> Given instruction: Copy every line of the items below word for word, but leave out the pictures.

** Begin Records supplied **

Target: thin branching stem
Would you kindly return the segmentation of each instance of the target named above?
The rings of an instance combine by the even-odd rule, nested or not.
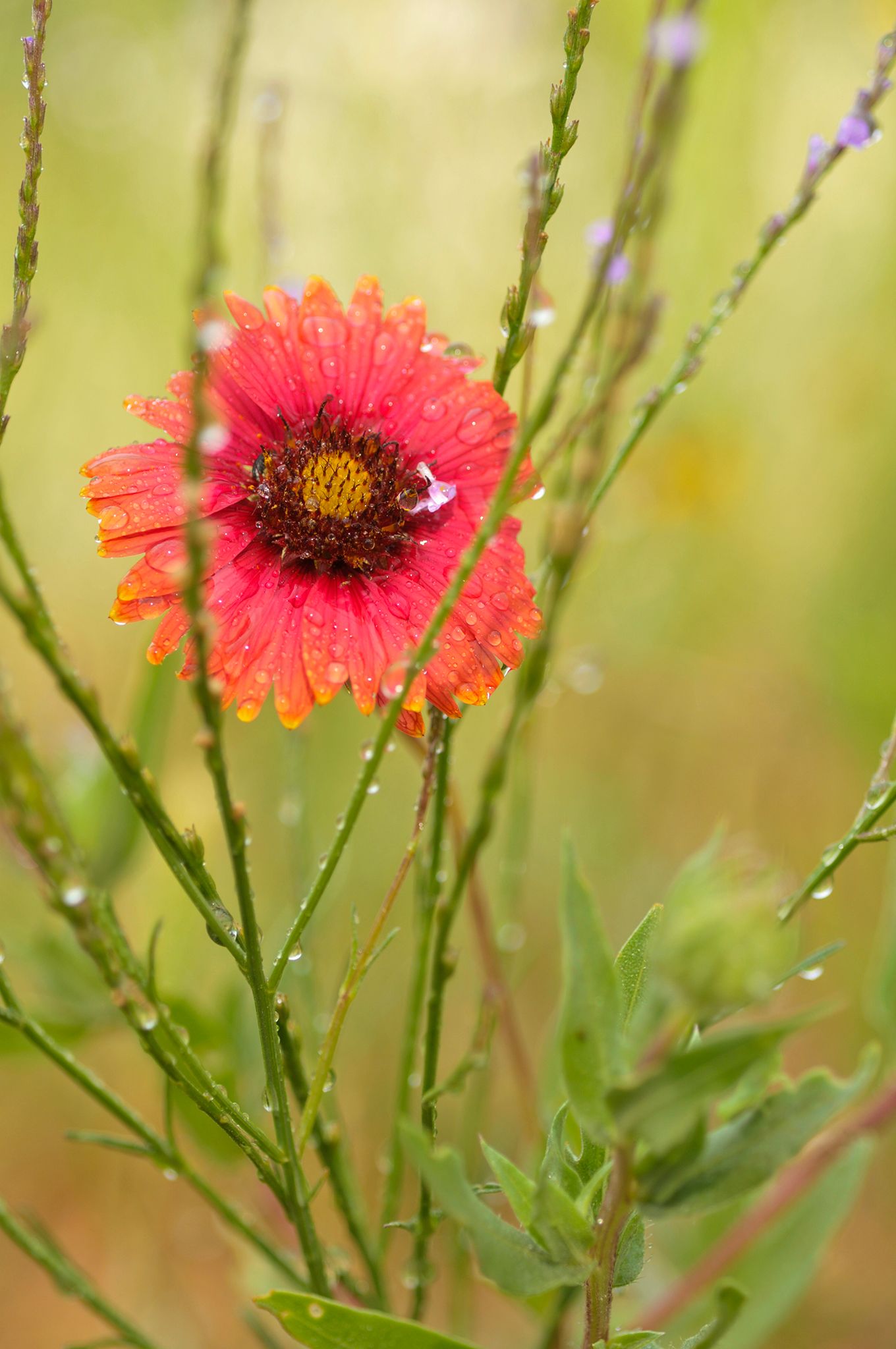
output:
[[[420,847],[420,836],[422,834],[424,823],[426,820],[426,809],[429,807],[429,799],[432,796],[436,762],[441,751],[443,743],[443,730],[444,718],[440,714],[433,714],[432,728],[429,733],[429,753],[424,762],[422,781],[420,785],[420,796],[417,797],[417,805],[414,808],[414,824],[412,830],[410,839],[402,854],[401,862],[398,863],[398,870],[393,877],[393,881],[383,896],[382,904],[374,919],[374,924],[367,935],[360,951],[352,951],[352,956],[348,966],[348,973],[343,979],[343,986],[339,990],[339,998],[336,1000],[336,1006],[333,1008],[333,1014],[331,1017],[329,1027],[327,1028],[327,1035],[324,1036],[324,1043],[321,1044],[320,1054],[317,1055],[317,1066],[314,1068],[314,1077],[312,1078],[310,1087],[308,1090],[308,1101],[305,1102],[305,1109],[302,1110],[302,1117],[298,1125],[298,1155],[302,1156],[308,1140],[312,1136],[317,1114],[324,1099],[324,1093],[327,1090],[327,1082],[333,1068],[333,1059],[336,1056],[336,1047],[339,1044],[339,1037],[343,1032],[345,1024],[345,1017],[348,1010],[358,997],[358,990],[362,981],[371,965],[376,959],[382,943],[386,939],[386,923],[393,911],[393,905],[398,898],[402,885],[410,870],[410,863],[417,855],[417,849]]]
[[[296,1287],[306,1287],[300,1271],[273,1241],[248,1218],[229,1202],[215,1186],[211,1184],[184,1156],[182,1151],[171,1139],[163,1137],[154,1129],[132,1106],[107,1086],[105,1082],[92,1068],[81,1063],[70,1050],[61,1045],[38,1023],[28,1016],[12,990],[9,977],[0,969],[0,1001],[12,1014],[8,1024],[13,1025],[40,1054],[55,1064],[76,1086],[81,1087],[86,1095],[92,1097],[97,1105],[107,1110],[113,1118],[130,1129],[139,1144],[134,1147],[144,1156],[148,1156],[157,1166],[175,1172],[184,1182],[201,1195],[219,1214],[219,1217],[236,1232],[244,1241],[263,1255],[271,1265],[285,1275]],[[85,1137],[85,1136],[82,1136]]]
[[[393,1110],[393,1126],[387,1152],[386,1188],[383,1193],[383,1207],[379,1222],[379,1242],[383,1257],[389,1249],[394,1230],[389,1226],[389,1224],[394,1222],[398,1215],[401,1186],[405,1174],[405,1153],[401,1145],[399,1125],[401,1121],[406,1120],[409,1116],[412,1091],[410,1079],[420,1054],[420,1027],[422,1021],[424,998],[426,994],[432,925],[436,912],[436,901],[439,900],[443,886],[443,853],[451,795],[451,751],[456,728],[456,722],[445,722],[441,754],[439,755],[439,761],[436,764],[436,782],[433,786],[433,803],[430,807],[432,827],[429,838],[429,855],[425,866],[420,869],[418,874],[417,931],[410,966],[410,986],[408,992],[408,1005],[405,1009],[405,1025],[402,1029],[401,1050],[398,1054],[398,1082],[395,1086],[395,1105]]]
[[[113,1307],[84,1271],[78,1269],[55,1242],[50,1241],[46,1233],[30,1228],[22,1218],[16,1217],[3,1199],[0,1199],[0,1230],[5,1232],[24,1255],[50,1275],[61,1292],[77,1298],[100,1321],[105,1321],[107,1326],[111,1326],[121,1337],[121,1344],[132,1345],[134,1349],[162,1349],[157,1340],[150,1340],[132,1321]]]
[[[193,301],[205,318],[217,291],[223,260],[221,209],[224,204],[227,150],[236,116],[239,80],[248,43],[248,19],[252,0],[232,0],[217,85],[212,98],[209,127],[200,163],[198,247]],[[243,807],[233,800],[224,757],[221,734],[221,706],[209,679],[211,618],[205,610],[205,526],[200,518],[202,487],[202,432],[208,424],[205,386],[208,380],[208,348],[202,345],[196,364],[193,384],[194,418],[185,451],[185,492],[188,499],[186,584],[184,602],[192,625],[193,692],[202,719],[200,742],[205,755],[224,836],[233,870],[233,885],[239,905],[243,943],[246,946],[246,978],[252,992],[255,1020],[264,1063],[267,1101],[274,1120],[274,1132],[283,1153],[283,1184],[289,1207],[308,1263],[316,1292],[328,1292],[329,1280],[324,1252],[314,1230],[309,1207],[308,1182],[300,1166],[293,1133],[293,1121],[286,1091],[283,1059],[277,1037],[274,998],[264,979],[262,934],[255,911],[255,894],[248,874],[247,826]]]
[[[298,1028],[290,1018],[289,1001],[285,993],[277,994],[277,1033],[279,1036],[281,1054],[283,1055],[286,1079],[296,1098],[296,1105],[300,1110],[304,1110],[308,1102],[309,1081],[300,1052]],[[339,1121],[333,1118],[325,1120],[318,1114],[314,1121],[312,1137],[317,1156],[327,1172],[336,1207],[343,1215],[348,1234],[355,1242],[370,1276],[376,1306],[386,1309],[389,1306],[389,1290],[379,1252],[370,1233],[360,1187],[348,1157],[348,1149],[345,1148]]]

** End Records supplied **

> Exercise answer:
Target: thin branching stem
Would you kindly return the segmentation of each instance of the target named above?
The rings of an instance combine by the even-odd rule, nested or not.
output:
[[[420,847],[420,836],[422,834],[424,823],[426,820],[426,809],[429,807],[429,799],[432,796],[436,762],[441,751],[443,743],[443,730],[444,718],[440,714],[433,714],[432,728],[429,733],[429,753],[424,762],[422,781],[420,785],[420,796],[417,797],[417,805],[414,808],[414,824],[412,830],[410,839],[402,854],[401,862],[398,863],[398,870],[393,877],[393,881],[383,896],[382,904],[374,919],[374,924],[367,935],[360,951],[352,951],[352,956],[348,966],[348,973],[343,979],[343,986],[339,990],[339,998],[336,1000],[336,1006],[333,1008],[333,1014],[331,1017],[329,1027],[327,1028],[327,1035],[324,1036],[324,1043],[321,1044],[320,1054],[317,1055],[317,1066],[314,1068],[314,1077],[312,1078],[310,1087],[308,1090],[308,1101],[305,1102],[305,1109],[302,1110],[302,1117],[298,1125],[298,1155],[302,1156],[308,1140],[312,1136],[317,1114],[324,1099],[324,1093],[327,1090],[327,1082],[333,1068],[333,1059],[336,1056],[336,1047],[339,1044],[339,1037],[343,1032],[345,1024],[345,1017],[348,1010],[358,997],[358,990],[362,981],[371,965],[376,959],[382,943],[386,939],[386,923],[393,911],[393,905],[398,898],[402,885],[410,870],[410,863],[417,855],[417,849]]]
[[[296,1287],[306,1287],[300,1271],[273,1241],[248,1218],[229,1202],[215,1186],[211,1184],[184,1156],[182,1151],[171,1139],[163,1137],[154,1129],[132,1106],[107,1086],[105,1082],[92,1068],[81,1063],[70,1050],[61,1045],[38,1023],[28,1016],[12,990],[9,977],[0,969],[0,1001],[12,1014],[8,1024],[13,1025],[40,1054],[55,1064],[76,1086],[81,1087],[86,1095],[92,1097],[97,1105],[107,1110],[113,1118],[130,1129],[139,1144],[134,1147],[144,1156],[148,1156],[157,1166],[175,1172],[184,1182],[201,1195],[219,1214],[219,1217],[236,1232],[244,1241],[263,1255],[271,1265],[285,1275]],[[85,1137],[85,1136],[82,1136]]]
[[[393,1110],[393,1126],[387,1152],[386,1188],[383,1193],[383,1207],[379,1222],[379,1242],[383,1257],[389,1249],[394,1230],[389,1226],[389,1224],[394,1222],[398,1215],[401,1186],[405,1174],[405,1153],[401,1145],[399,1125],[401,1121],[406,1120],[409,1116],[412,1091],[410,1079],[420,1054],[420,1027],[422,1021],[424,998],[426,994],[432,925],[436,912],[436,901],[439,900],[443,886],[443,853],[451,795],[451,751],[456,728],[456,722],[445,722],[441,754],[439,755],[439,761],[436,764],[436,782],[433,786],[433,803],[430,807],[432,827],[429,838],[429,855],[425,866],[420,869],[418,874],[417,931],[410,966],[410,986],[408,992],[408,1005],[405,1009],[405,1025],[402,1029],[401,1050],[398,1054],[398,1082],[395,1086],[395,1105]]]
[[[113,1307],[84,1271],[78,1269],[55,1242],[50,1241],[46,1233],[30,1228],[22,1218],[16,1217],[3,1199],[0,1199],[0,1230],[5,1232],[24,1255],[50,1275],[61,1292],[77,1298],[100,1321],[105,1321],[107,1326],[111,1326],[121,1337],[121,1344],[132,1345],[134,1349],[162,1349],[157,1340],[150,1340],[132,1321]]]
[[[193,301],[205,318],[217,291],[223,260],[221,209],[224,204],[227,150],[236,116],[239,80],[248,43],[248,19],[252,0],[232,0],[217,85],[212,98],[209,127],[200,163],[198,247]],[[243,807],[233,800],[224,757],[221,734],[221,706],[209,679],[211,618],[205,610],[205,526],[200,518],[202,487],[202,432],[208,424],[205,386],[208,380],[208,348],[202,345],[196,364],[193,384],[194,418],[185,451],[185,492],[188,499],[186,584],[184,602],[192,625],[193,692],[202,719],[200,742],[205,755],[224,836],[233,870],[233,885],[239,905],[243,943],[246,946],[246,978],[252,992],[255,1020],[264,1063],[267,1101],[274,1120],[274,1132],[283,1153],[283,1184],[289,1207],[308,1263],[316,1292],[328,1292],[329,1280],[324,1252],[314,1230],[309,1207],[308,1182],[300,1166],[293,1133],[293,1121],[286,1091],[283,1059],[277,1037],[274,998],[264,979],[262,934],[255,911],[255,894],[248,874],[247,826]]]
[[[298,1028],[290,1018],[289,1001],[285,993],[277,994],[277,1033],[279,1036],[281,1054],[283,1055],[286,1079],[296,1098],[296,1105],[300,1110],[304,1110],[308,1102],[309,1081],[300,1052]],[[339,1121],[333,1118],[325,1120],[318,1114],[314,1121],[312,1137],[317,1156],[327,1172],[336,1207],[343,1215],[348,1234],[355,1242],[370,1276],[376,1306],[386,1309],[389,1306],[389,1290],[379,1252],[370,1233],[360,1187],[348,1157],[348,1149],[345,1148]]]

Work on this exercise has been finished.